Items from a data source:
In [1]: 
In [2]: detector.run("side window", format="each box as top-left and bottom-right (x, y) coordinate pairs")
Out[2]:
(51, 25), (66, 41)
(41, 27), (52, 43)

- **WHAT IS ASKED**
Please give these records as a two-column CSV with the headers input and output, one row per record, placing each record's text and its answer in their own quoted fields and replacing any line breaks with spaces.

- **COMPLETED EXERCISE**
input,output
"In [1]: In [2]: detector.run(""side window"", format=""each box as top-left and bottom-right (x, y) coordinate pairs"") Out[2]:","(51, 25), (66, 41) (41, 27), (52, 43)"